Problem to work on => Below are lines of data; count those containing the word "instance" and write nothing but the number.

Supplied information =>
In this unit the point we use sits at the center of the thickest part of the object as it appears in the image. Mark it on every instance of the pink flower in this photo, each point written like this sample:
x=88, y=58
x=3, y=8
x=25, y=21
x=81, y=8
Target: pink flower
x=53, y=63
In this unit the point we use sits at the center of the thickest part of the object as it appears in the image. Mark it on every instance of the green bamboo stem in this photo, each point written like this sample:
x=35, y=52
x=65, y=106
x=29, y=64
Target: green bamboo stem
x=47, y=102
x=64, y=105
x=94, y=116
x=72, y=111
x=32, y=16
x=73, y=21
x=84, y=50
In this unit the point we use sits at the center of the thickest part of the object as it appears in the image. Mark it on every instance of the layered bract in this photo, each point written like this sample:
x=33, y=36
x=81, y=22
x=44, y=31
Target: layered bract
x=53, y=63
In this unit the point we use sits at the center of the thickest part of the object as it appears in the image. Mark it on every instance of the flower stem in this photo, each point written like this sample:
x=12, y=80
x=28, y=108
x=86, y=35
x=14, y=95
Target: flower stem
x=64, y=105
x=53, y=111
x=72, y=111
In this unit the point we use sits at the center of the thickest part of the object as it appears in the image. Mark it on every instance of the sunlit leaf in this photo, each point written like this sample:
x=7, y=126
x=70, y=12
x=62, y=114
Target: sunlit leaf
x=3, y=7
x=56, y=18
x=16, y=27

Reply => 5